* **Exercise directions**: Return the whole listing below word for word, leaving out the pictures.
-- START --
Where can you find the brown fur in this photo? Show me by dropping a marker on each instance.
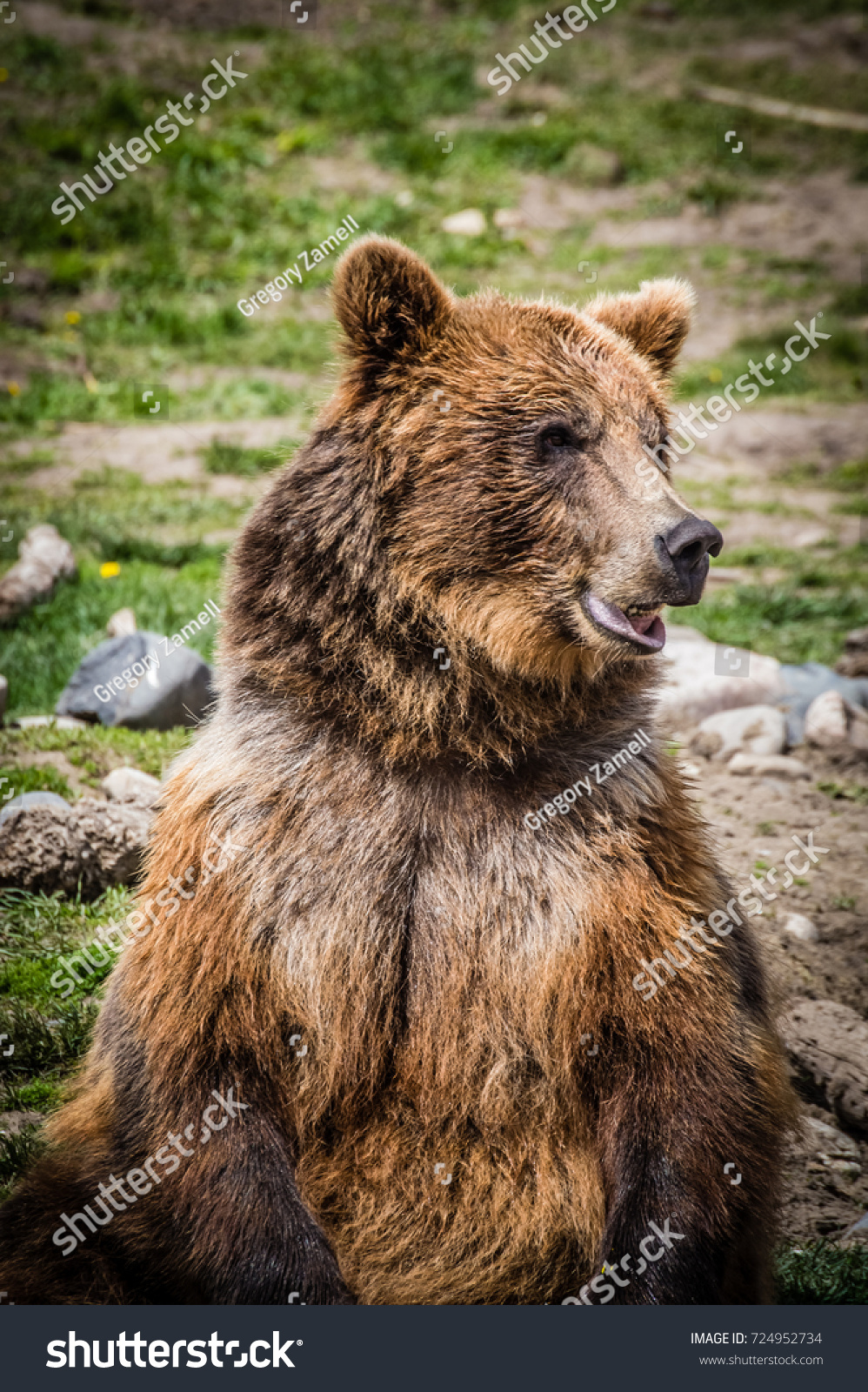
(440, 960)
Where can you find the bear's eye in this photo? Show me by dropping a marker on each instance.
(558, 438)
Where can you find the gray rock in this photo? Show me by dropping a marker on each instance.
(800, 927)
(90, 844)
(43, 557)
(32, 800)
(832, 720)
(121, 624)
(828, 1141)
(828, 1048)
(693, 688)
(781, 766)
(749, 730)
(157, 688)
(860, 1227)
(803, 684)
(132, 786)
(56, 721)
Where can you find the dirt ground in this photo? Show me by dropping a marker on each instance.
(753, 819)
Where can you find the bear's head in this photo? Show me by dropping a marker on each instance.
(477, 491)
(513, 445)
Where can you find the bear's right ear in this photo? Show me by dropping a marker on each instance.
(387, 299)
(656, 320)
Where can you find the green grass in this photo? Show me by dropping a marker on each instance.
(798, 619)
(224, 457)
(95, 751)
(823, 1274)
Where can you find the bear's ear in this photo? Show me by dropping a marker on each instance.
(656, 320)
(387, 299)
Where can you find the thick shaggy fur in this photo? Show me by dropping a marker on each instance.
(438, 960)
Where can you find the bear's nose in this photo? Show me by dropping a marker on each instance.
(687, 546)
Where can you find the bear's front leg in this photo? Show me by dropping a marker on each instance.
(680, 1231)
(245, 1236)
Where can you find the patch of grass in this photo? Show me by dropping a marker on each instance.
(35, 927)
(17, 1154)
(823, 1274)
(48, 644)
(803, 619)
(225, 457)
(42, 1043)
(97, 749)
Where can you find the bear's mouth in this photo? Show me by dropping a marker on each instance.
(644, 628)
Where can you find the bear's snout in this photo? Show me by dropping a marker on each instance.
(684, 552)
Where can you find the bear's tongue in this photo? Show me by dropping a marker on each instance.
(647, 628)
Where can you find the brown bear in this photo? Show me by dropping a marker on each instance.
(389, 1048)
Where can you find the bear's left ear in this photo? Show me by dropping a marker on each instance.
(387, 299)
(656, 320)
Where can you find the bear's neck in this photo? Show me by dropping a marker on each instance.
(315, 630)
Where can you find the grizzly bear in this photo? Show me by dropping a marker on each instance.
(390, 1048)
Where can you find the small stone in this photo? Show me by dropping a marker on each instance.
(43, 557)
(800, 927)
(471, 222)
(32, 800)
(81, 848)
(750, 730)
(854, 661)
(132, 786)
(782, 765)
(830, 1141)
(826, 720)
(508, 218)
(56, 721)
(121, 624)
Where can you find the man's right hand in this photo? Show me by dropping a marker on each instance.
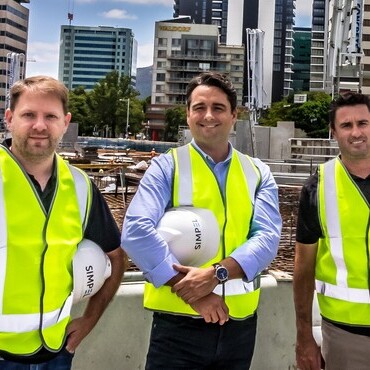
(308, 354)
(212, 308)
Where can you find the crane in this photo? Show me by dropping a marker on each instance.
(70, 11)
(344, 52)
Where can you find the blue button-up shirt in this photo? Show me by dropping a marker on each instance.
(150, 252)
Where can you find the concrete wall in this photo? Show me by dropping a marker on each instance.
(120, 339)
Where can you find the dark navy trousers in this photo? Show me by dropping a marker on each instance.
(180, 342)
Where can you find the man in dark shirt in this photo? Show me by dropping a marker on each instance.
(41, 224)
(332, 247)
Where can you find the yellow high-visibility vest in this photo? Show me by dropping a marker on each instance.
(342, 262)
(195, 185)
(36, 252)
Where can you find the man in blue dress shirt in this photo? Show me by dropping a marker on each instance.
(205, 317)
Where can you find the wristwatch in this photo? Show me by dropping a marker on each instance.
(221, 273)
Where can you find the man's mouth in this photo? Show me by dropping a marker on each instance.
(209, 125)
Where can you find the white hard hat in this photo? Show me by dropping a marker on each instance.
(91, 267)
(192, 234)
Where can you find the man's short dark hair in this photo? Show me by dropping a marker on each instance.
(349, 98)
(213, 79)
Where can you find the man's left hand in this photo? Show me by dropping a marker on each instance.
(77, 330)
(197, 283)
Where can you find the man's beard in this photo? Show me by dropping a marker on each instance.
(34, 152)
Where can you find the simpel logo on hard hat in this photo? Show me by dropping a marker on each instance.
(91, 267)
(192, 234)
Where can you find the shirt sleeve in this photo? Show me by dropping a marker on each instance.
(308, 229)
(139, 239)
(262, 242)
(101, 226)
-- END --
* **Task response**:
Where can you find the brown fur in this photo? Show me by dropping a marker on each instance.
(440, 960)
Where can you find the bear's eye in this photo? Show me by dropping a marker on each instance.
(558, 438)
Where can you find the gray rock in this photo? Show me by dropping a marker on each instance.
(800, 927)
(90, 844)
(43, 557)
(32, 800)
(832, 720)
(121, 624)
(828, 1141)
(828, 1048)
(693, 688)
(781, 766)
(749, 730)
(157, 688)
(860, 1227)
(803, 684)
(132, 786)
(56, 721)
Where can you find the dirt ground in this photo? Show me by dropping a marker on each instance.
(753, 819)
Where can you find the bear's head in this photo? Show me by dropping a marker on each instance.
(477, 491)
(513, 445)
Where can you find the bear's right ear in this photo? Show me by dropping a marker on each instance.
(387, 299)
(656, 320)
Where can you find the green grass in this photo? Show me by dropping a marker on each instance.
(798, 619)
(224, 457)
(95, 751)
(823, 1274)
Where can you find the bear's ear in this photo? Show me by dropping a marker on each instance.
(656, 320)
(387, 299)
Where can you find the thick shaggy fur in this photo? Show me by dropping a marker on each instance.
(438, 960)
Where can you find the bear's nose in this photo? Show me by dropping a marker on each instance.
(687, 546)
Where can you find the bear's front leg in this photo? Show me by dropping a marker on each instance.
(680, 1231)
(245, 1236)
Where can you find the patch of grass in this photo? Show me by dropping a marker on each instance.
(35, 927)
(17, 1154)
(823, 1274)
(48, 644)
(803, 619)
(225, 457)
(42, 1043)
(97, 749)
Where can you find the bear's mouth in this photo? Show me by dropping a marker on each instance.
(644, 628)
Where can you find the bear's snout in this photo? Show me by dropping a marker on each instance.
(684, 552)
Where can you find the bear's tongue in this photo? Show me by dropping a marker on each instance.
(647, 628)
Where can you find the brown bear in this photo? Show me by dropping a marker on each instance.
(389, 1048)
Where can you find the bear's left ear in this photo? Show me by dropping a marker on each instance.
(387, 299)
(656, 320)
Where can you find the bear's neck in this photo? Show me by dropping a marker on each instance.
(315, 630)
Where can you find the grizzly bear in this photo? Show me by dropping a marker on each instance.
(390, 1048)
Where can you find the small stone in this photo? Show me by dropping a marker on each instance.
(43, 557)
(800, 927)
(471, 222)
(32, 800)
(81, 848)
(750, 730)
(854, 661)
(132, 786)
(782, 765)
(830, 1141)
(826, 720)
(508, 218)
(56, 721)
(121, 624)
Where can you find the man's right hand in this photo? Show me by dropping a marker on each instance.
(308, 354)
(212, 308)
Where can you find the crane in this photo? Show me by dropping a marker on each instance.
(70, 11)
(344, 52)
Where can you find the blue button-up shirt in this photo? Show me by dropping a marker on each instance.
(150, 252)
Where can you find the concrete wall in this photo? Show me by dropping a marker on each instance.
(120, 339)
Where can you find the dark navy trousers in this photo? Show me by dropping a marker on each instance.
(180, 342)
Where can you find the man in dark shirt in this photo? Show me by dropping a marker on each instance.
(41, 224)
(332, 247)
Where can you find the yellow high-visibility vest in this photo? Show me by dropping a marker on each instance.
(342, 262)
(195, 185)
(36, 252)
Where can you find the man in blue dress shirt in this photo? Show me by dropping a marker on each instance.
(205, 317)
Where can you find the wristwatch in this photo? Show me by dropping a marker on each instance.
(221, 273)
Where can you find the man's mouth in this photo? Show me by dropping a marker on each instance.
(209, 125)
Where can you find the white hard hat in this photo? Show me by dropping a marker on each instance.
(91, 267)
(192, 234)
Where can you find the man's short dark hair in this photo? Show me by dropping a marker on each instance.
(349, 98)
(213, 79)
Where can you find the man's left hand in this photo? Show me by dropping a marker on each instance.
(77, 330)
(197, 283)
Where can you find the man's beard in this photo? Show me by dropping a marker on each instance.
(34, 152)
Where can you find the simpel logo on hard hat in this photo? Show me by dropping a marker on each instance.
(91, 267)
(192, 234)
Where can you find the shirt sleeve in this photo? Show me by dropping a marker on each instance.
(308, 229)
(139, 239)
(262, 242)
(101, 226)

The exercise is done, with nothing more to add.